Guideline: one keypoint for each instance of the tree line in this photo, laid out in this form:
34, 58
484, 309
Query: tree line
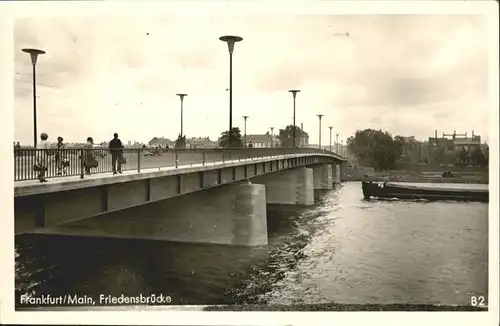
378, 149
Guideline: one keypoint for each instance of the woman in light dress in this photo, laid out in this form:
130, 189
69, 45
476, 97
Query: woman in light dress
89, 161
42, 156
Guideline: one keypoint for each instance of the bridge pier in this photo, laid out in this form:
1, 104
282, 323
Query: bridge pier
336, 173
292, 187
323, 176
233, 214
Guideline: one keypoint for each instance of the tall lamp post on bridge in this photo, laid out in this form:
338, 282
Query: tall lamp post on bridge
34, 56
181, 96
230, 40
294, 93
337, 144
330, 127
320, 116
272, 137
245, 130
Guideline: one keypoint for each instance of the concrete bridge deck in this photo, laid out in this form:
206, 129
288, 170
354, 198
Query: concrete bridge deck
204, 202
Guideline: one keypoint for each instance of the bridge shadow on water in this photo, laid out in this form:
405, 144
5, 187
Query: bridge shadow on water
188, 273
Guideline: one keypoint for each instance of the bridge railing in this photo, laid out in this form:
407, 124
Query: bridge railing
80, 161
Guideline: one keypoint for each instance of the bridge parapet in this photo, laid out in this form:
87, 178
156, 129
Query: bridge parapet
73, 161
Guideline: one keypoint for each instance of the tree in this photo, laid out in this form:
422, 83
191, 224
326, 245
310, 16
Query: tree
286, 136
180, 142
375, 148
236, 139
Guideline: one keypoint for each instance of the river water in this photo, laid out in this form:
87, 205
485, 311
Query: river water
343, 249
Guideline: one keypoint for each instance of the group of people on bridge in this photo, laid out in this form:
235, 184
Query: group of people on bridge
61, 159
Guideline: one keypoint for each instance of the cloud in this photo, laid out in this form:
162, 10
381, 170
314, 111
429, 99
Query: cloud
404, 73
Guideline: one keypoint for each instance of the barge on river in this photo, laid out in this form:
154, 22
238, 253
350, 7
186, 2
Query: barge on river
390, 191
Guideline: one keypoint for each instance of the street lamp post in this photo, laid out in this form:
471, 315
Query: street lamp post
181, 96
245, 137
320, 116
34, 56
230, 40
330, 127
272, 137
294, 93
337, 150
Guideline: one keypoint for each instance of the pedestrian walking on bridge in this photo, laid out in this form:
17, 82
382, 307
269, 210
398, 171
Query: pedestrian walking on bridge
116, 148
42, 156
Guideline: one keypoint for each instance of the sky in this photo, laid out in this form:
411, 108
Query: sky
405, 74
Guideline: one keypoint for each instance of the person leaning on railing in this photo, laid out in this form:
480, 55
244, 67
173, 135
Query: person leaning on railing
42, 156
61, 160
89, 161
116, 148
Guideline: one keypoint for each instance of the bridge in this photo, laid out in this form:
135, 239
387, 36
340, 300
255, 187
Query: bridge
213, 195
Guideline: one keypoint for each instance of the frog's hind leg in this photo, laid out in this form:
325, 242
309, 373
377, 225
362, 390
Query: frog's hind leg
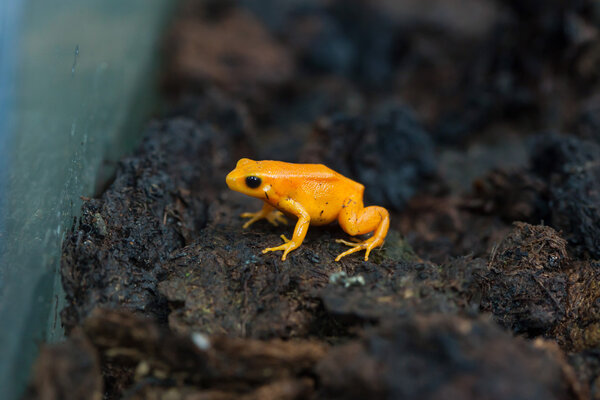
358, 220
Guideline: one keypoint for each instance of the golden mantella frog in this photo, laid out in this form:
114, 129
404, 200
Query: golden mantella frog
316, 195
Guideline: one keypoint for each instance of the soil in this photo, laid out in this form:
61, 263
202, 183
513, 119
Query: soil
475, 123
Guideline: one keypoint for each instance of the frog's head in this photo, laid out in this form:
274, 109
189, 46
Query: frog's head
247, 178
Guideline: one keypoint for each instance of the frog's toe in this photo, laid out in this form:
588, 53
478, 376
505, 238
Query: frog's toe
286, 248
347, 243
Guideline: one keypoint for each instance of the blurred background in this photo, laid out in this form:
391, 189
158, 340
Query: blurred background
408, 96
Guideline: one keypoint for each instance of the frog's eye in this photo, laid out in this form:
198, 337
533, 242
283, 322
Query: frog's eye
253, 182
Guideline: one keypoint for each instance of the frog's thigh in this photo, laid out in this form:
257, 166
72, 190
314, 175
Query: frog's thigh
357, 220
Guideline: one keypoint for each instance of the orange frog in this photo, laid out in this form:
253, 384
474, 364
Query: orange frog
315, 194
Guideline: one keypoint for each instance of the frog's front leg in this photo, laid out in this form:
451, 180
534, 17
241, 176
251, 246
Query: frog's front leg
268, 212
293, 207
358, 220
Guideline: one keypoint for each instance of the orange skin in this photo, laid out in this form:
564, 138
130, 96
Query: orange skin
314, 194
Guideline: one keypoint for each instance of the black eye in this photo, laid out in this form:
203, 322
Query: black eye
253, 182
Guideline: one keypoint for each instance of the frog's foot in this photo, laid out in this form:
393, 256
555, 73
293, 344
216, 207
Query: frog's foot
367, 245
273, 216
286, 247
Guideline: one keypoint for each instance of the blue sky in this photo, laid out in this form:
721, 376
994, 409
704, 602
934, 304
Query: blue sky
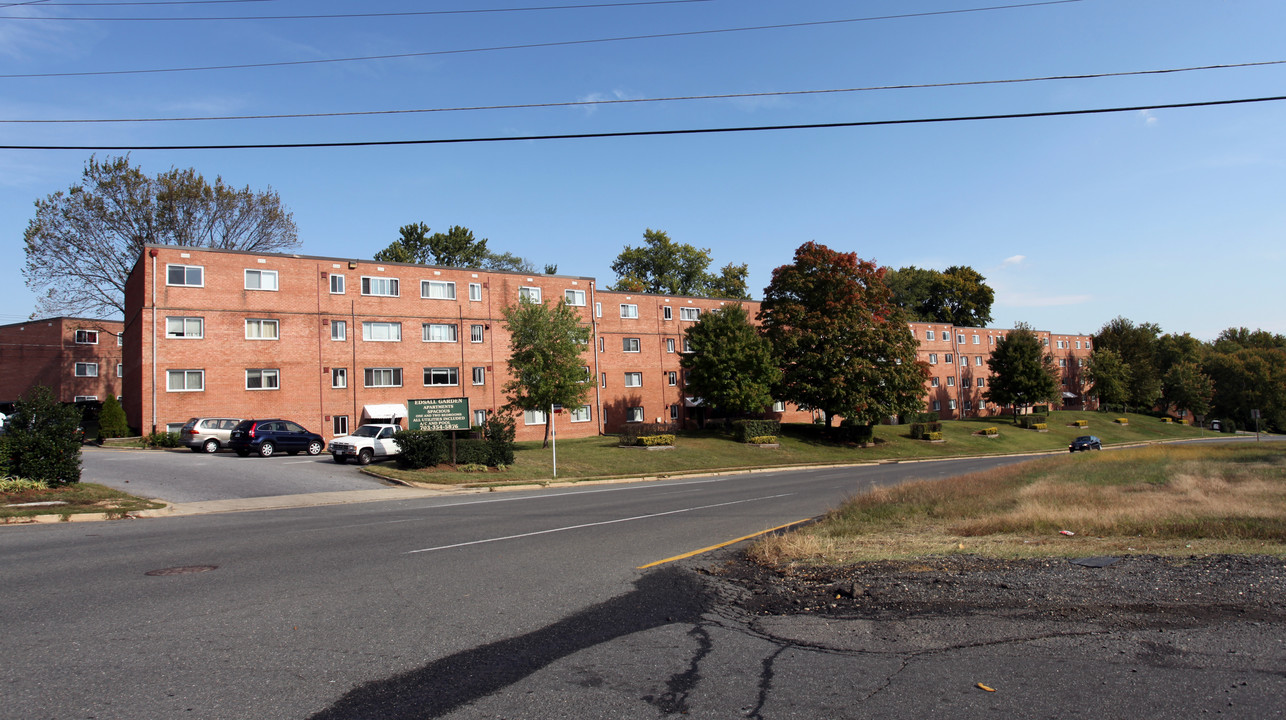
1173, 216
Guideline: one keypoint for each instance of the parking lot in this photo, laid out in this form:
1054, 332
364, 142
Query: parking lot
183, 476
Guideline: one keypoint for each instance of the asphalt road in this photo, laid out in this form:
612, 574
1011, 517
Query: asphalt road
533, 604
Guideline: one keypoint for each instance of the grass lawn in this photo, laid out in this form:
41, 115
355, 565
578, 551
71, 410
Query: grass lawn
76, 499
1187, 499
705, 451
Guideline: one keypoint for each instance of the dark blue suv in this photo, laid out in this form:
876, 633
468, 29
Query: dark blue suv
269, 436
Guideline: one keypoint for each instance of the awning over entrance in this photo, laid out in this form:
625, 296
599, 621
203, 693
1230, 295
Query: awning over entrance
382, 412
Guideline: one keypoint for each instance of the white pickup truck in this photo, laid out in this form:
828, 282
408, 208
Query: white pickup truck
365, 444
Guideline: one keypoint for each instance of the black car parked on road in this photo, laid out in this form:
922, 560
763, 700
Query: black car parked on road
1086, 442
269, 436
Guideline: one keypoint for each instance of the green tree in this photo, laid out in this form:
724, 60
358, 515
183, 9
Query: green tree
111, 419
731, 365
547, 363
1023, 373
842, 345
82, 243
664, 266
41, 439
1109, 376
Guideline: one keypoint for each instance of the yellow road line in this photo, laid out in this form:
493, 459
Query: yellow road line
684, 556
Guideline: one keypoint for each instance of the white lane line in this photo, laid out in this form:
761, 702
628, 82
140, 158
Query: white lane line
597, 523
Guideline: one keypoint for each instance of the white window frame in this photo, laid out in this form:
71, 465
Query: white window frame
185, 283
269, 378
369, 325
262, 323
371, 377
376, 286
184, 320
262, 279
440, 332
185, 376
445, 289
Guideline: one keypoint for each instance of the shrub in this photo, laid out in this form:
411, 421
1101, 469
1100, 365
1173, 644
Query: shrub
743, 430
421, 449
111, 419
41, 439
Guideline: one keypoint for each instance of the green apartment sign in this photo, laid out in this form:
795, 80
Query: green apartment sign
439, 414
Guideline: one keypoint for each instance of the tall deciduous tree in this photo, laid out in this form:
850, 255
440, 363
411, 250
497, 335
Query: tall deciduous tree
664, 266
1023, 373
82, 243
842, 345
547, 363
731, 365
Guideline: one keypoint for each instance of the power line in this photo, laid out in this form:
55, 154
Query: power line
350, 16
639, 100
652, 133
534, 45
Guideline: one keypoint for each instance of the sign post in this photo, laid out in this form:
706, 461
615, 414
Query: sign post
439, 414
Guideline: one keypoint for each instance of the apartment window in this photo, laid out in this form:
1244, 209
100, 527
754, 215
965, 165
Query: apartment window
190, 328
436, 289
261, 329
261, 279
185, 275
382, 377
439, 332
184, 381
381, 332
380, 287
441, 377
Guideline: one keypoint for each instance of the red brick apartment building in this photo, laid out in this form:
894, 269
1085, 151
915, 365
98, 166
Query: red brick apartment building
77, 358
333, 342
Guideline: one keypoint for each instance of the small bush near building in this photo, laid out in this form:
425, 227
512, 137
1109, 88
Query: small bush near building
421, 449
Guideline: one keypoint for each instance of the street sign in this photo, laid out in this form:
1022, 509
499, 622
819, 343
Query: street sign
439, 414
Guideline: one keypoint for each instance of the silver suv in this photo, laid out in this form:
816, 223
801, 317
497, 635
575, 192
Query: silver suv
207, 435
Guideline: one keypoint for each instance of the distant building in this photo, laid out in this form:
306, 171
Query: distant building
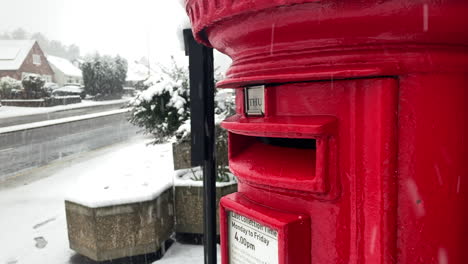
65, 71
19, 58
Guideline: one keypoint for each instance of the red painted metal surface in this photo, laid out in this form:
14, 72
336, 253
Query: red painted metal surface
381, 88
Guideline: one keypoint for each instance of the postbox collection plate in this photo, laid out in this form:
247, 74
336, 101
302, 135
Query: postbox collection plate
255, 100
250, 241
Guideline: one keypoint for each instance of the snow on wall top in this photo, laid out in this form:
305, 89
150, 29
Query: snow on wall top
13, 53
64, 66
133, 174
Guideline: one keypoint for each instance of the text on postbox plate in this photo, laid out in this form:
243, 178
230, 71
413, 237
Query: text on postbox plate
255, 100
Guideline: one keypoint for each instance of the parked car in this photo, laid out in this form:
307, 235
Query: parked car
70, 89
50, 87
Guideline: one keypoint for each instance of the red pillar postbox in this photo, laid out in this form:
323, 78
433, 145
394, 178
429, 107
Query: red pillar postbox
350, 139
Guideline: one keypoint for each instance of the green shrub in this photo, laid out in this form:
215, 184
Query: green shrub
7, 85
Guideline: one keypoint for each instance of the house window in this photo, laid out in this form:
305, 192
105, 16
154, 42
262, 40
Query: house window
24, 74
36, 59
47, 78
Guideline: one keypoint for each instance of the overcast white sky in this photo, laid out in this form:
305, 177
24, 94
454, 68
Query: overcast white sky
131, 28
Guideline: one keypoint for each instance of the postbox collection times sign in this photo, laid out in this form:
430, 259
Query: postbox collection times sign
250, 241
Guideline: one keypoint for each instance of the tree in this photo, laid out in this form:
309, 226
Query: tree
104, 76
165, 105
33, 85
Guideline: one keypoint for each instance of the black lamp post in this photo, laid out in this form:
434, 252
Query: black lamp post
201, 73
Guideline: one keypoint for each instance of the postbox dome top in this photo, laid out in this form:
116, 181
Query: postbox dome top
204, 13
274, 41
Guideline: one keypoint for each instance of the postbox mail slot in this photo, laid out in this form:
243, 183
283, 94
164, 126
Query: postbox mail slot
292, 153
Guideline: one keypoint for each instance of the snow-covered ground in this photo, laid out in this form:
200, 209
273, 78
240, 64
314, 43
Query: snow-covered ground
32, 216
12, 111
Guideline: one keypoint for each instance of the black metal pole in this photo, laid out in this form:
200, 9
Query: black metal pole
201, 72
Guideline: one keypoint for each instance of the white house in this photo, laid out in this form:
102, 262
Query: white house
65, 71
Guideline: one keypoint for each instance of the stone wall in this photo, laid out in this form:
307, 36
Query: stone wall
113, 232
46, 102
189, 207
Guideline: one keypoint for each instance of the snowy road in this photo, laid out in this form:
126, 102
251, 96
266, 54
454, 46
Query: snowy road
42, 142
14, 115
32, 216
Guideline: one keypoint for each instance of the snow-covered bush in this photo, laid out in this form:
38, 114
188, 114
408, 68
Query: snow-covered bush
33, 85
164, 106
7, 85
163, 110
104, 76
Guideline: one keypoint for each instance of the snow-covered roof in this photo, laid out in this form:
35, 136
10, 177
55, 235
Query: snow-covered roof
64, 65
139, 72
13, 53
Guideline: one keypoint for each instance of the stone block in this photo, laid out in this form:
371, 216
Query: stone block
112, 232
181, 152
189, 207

= = = = =

Problem description => For this exercise, copy word for word the line that contains "Guideline: one keypoint for each instance of the white house" and every line after it, ending with the last line of the entries above.

Written reply =>
Guideline: one keypoint for each instance of the white house in this photo, laid out in this form:
102, 262
Query: white house
65, 71
Guideline: one keypoint for each instance of the stone wall in this photo, laid out in this form:
307, 36
Query: stone wall
113, 232
46, 102
189, 207
Guideline: one keypoint for each instance of the snowy road in this photo, laid out in this form:
126, 102
251, 96
266, 54
454, 46
Query: snowy road
42, 142
14, 115
32, 216
Guideline: one keypoint for each instance of the snow-covered bush in this photo, laid out in this form:
38, 114
188, 114
408, 68
Query: snow-covered bush
33, 85
164, 106
7, 85
163, 110
104, 76
Guideline: one keypoint for each instance of the snow-covered roof in this photo, laid out in this form:
35, 136
10, 177
55, 235
Query: snow-covered roof
64, 65
139, 72
13, 53
Guideline: one keypoint for each instance of the stone block in this photo, laid out in this form:
371, 216
Query: stone block
112, 232
181, 152
189, 207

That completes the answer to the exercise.